Location annotation dataset excerpts
▼

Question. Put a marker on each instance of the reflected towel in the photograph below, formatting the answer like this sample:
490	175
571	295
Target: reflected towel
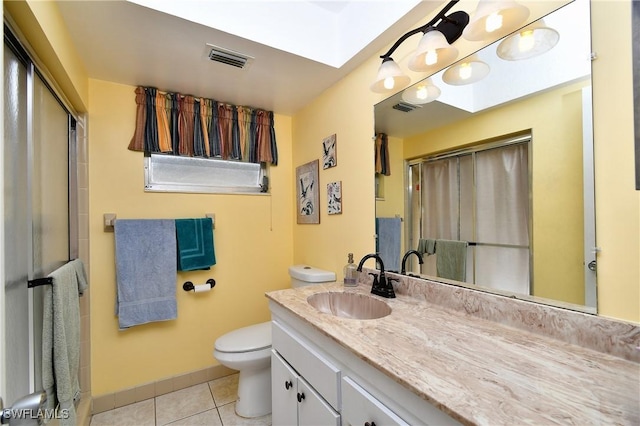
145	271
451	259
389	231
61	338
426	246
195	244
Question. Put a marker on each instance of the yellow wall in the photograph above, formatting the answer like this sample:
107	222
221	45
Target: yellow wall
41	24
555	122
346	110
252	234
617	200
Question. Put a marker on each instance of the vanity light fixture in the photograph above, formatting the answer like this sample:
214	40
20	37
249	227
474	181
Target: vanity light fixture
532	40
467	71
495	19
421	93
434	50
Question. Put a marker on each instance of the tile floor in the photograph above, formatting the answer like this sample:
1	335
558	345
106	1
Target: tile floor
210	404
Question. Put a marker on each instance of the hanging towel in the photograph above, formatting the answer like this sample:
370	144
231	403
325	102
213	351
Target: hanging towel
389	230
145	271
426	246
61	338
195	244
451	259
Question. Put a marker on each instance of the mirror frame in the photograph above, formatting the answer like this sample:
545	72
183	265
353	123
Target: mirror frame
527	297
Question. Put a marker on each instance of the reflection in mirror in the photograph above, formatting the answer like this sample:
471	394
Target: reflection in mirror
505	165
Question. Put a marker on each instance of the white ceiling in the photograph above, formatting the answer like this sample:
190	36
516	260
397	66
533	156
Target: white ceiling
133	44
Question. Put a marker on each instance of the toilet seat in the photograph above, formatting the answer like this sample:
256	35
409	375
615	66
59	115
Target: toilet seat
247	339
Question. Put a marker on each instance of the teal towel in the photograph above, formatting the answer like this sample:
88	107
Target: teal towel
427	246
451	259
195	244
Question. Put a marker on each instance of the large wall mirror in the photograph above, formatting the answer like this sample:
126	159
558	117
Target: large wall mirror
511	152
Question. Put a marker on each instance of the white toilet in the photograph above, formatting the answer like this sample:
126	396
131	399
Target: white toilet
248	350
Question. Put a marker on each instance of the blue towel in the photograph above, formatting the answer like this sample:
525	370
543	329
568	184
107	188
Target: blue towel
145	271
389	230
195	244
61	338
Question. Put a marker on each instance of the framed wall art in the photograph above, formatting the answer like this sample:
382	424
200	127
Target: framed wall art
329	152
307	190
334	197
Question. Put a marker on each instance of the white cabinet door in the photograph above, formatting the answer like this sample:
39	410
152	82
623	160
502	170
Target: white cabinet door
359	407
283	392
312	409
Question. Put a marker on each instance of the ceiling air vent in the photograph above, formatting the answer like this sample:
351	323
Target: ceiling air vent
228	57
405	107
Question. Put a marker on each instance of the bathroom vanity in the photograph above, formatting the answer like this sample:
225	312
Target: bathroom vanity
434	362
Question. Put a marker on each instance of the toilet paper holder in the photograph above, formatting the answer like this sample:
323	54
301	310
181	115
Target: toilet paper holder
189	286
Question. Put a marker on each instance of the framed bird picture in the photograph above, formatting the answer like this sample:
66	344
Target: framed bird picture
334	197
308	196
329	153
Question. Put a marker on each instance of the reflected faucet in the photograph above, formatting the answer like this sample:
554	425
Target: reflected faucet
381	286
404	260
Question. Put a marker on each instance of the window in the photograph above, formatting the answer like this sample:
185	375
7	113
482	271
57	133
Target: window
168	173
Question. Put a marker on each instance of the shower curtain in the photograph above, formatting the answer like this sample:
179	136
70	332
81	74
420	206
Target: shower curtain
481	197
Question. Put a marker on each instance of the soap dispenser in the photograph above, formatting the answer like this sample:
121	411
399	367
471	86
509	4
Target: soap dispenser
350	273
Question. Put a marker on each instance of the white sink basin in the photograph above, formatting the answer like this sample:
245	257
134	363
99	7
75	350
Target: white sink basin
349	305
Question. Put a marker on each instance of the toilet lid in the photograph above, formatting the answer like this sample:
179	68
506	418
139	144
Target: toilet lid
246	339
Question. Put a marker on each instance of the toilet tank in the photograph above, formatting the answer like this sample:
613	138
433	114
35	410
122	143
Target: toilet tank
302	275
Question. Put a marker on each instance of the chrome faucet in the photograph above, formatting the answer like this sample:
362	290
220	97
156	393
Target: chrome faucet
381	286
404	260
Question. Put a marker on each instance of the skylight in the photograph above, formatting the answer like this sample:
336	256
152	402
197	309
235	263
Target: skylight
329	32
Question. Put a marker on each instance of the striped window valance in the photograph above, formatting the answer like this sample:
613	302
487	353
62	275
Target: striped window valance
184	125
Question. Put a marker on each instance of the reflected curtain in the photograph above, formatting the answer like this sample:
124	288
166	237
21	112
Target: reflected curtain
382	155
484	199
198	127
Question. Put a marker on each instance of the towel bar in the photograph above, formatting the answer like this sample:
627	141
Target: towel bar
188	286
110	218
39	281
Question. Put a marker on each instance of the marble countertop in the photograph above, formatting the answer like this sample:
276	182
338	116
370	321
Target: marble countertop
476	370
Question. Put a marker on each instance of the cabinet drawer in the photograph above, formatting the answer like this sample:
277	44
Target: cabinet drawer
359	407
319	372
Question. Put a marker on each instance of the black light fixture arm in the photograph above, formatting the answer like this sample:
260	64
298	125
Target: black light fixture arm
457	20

▲
▼

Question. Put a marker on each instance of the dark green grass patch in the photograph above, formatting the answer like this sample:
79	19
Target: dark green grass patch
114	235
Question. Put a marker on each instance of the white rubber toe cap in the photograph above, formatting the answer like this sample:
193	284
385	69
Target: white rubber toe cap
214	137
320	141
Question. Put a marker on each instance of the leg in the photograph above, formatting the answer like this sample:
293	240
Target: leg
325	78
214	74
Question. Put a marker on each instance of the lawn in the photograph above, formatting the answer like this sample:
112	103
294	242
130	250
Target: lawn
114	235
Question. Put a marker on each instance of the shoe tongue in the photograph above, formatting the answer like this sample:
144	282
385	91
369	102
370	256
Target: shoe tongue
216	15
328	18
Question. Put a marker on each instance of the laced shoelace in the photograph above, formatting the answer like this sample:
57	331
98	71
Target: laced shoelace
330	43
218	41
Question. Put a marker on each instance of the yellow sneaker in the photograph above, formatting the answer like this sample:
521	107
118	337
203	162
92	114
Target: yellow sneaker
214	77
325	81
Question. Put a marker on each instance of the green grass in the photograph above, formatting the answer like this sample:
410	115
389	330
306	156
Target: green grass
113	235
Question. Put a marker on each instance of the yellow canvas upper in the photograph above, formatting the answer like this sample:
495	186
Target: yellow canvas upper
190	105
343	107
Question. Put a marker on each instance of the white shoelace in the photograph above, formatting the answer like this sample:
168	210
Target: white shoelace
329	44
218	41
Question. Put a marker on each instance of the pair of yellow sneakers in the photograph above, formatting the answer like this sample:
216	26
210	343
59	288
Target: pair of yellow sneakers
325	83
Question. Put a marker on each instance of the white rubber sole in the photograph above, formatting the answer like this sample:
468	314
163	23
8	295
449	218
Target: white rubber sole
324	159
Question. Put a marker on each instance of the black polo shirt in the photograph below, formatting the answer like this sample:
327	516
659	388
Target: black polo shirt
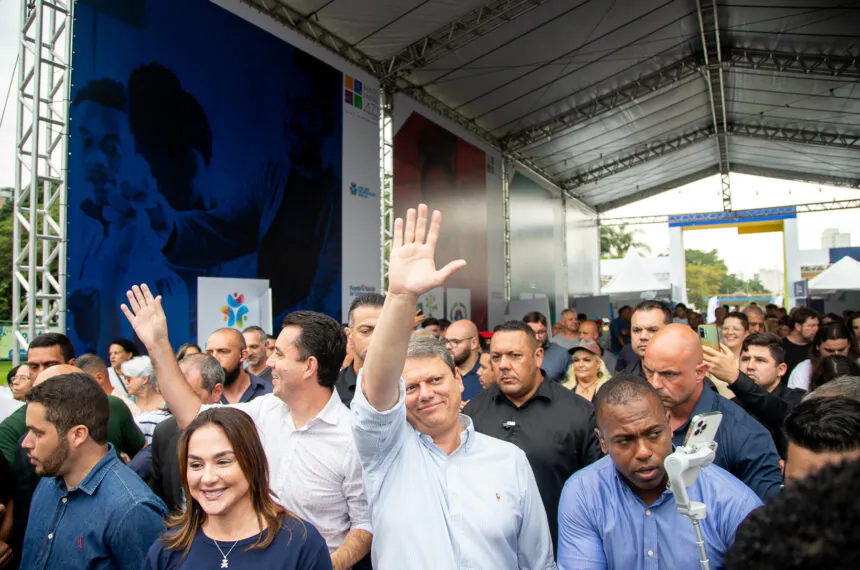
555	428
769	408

▲
▼

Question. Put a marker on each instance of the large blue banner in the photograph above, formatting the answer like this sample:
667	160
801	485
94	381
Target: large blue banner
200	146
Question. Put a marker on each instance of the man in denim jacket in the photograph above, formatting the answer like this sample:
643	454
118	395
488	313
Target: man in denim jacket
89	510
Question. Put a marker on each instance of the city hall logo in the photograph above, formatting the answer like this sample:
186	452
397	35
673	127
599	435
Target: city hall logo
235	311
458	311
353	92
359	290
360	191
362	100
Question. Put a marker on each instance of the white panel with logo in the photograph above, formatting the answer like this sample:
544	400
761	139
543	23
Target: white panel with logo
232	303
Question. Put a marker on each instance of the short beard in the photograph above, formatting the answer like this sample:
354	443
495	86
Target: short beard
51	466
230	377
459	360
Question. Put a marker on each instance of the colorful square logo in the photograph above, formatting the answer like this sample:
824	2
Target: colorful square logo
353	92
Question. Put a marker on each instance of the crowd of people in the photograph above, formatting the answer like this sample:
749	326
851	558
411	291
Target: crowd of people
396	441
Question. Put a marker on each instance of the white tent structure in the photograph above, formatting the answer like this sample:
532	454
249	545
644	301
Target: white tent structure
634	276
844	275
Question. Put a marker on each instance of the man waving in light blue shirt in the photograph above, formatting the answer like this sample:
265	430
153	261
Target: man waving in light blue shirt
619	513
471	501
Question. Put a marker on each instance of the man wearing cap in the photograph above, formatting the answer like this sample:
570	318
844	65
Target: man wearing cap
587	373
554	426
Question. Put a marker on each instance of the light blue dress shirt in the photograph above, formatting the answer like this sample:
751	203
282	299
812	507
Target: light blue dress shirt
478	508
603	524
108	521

▲

DIRECTION
Find every line in the records above that contains the string "panel", and copy each of those lines.

OUTPUT OF THE EXERCISE
Question. Put a marker on each instance of the white panel with logo in the photograph above, formatting the answer like this sample:
Target: white panel with logo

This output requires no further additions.